• _Assigned task 1_: In the Ocean Acres excerpt, how many people can the summer patio seat?
• _Assigned task 2_: Rewrite the paragraph of the Ocean Acres excerpt that begins "Although advised that the tourist industry" as a short list that keeps its main facts.
• _Assigned task 3_: Reproduce the stretch of the Ocean Acres excerpt from "Six months later, on" through "rides to guests.".

• _Provided text_:

<<<<

Six months later, on January 1, 2016, her dream became reality when, with husband and parents, she took possession of Ocean Acres Cottages and Deck Restaurant on the Fox River, between Murray Harbour and Murray River.
Although advised that the tourist industry was seasonal, Blake and family have turned Ocean Acres into a success, offering year-round fun. In the summer there’s the patio that seats 70 for lunch and dinner, along with an outdoor 40-foot saltwater pool, while in the winter there’s a skating rink, a fire-pit, and a partnership with Emerald Island Carriage Tours which offers horse-drawn sleigh rides to guests.
“King’s County is a great place to be,” says MacGregor. “What we say is ‘small area but big business.’ Even with the pandemic, things developed and businesses opened with lots of start-ups. Now we have a booming tourist season, and you can’t find a place to stay in eastern PEI this summer,” she says.

>>>>

• _Records from a dataset_:
<<<<

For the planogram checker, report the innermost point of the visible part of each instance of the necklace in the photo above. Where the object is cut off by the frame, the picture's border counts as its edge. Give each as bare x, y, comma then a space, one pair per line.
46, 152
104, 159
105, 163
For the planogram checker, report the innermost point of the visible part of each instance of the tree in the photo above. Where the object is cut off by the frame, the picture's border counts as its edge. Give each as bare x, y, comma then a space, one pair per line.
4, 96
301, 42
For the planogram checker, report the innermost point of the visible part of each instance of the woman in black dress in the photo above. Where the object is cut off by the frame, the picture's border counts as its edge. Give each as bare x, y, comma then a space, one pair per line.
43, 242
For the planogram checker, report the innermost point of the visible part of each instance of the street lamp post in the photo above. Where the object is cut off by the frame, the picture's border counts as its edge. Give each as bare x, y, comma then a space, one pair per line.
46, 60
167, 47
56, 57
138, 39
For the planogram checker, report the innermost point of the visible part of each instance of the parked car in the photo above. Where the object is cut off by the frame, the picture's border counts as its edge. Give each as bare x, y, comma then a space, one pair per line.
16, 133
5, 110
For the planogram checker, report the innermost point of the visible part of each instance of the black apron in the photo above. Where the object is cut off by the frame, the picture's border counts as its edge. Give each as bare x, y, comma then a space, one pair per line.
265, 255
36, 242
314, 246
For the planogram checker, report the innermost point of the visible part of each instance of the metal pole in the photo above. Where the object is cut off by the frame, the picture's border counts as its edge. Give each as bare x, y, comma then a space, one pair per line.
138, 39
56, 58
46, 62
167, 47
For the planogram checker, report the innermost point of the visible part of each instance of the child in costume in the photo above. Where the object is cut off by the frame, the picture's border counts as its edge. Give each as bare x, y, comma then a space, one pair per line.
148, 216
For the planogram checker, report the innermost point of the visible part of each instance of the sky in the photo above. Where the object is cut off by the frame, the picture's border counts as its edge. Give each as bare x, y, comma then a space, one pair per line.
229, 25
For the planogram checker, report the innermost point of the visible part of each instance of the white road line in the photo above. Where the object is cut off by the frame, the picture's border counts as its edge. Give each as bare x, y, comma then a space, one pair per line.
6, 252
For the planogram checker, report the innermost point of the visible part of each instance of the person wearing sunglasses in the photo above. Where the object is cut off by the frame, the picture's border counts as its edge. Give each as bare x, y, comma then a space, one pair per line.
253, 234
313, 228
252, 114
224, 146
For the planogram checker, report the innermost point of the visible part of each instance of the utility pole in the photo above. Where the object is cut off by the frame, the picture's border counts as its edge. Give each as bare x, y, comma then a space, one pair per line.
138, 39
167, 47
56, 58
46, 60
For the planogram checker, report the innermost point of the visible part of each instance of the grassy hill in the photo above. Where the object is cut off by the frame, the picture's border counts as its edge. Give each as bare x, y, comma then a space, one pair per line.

>>>>

• _Result 1_: The patio seats 70 for lunch and dinner.

• _Result 2_:
- Blake and family were told that tourism was seasonal, yet they made Ocean Acres a success with year-round fun.
- Summer: a patio seating 70 for lunch and dinner and an outdoor 40-foot saltwater pool.
- Winter: a skating rink, a fire-pit, and horse-drawn sleigh rides for guests through a partnership with Emerald Island Carriage Tours.

• _Result 3_:
Six months later, on January 1, 2016, her dream became reality when, with husband and parents, she took possession of Ocean Acres Cottages and Deck Restaurant on the Fox River, between Murray Harbour and Murray River.
Although advised that the tourist industry was seasonal, Blake and family have turned Ocean Acres into a success, offering year-round fun. In the summer there’s the patio that seats 70 for lunch and dinner, along with an outdoor 40-foot saltwater pool, while in the winter there’s a skating rink, a fire-pit, and a partnership with Emerald Island Carriage Tours which offers horse-drawn sleigh rides to guests.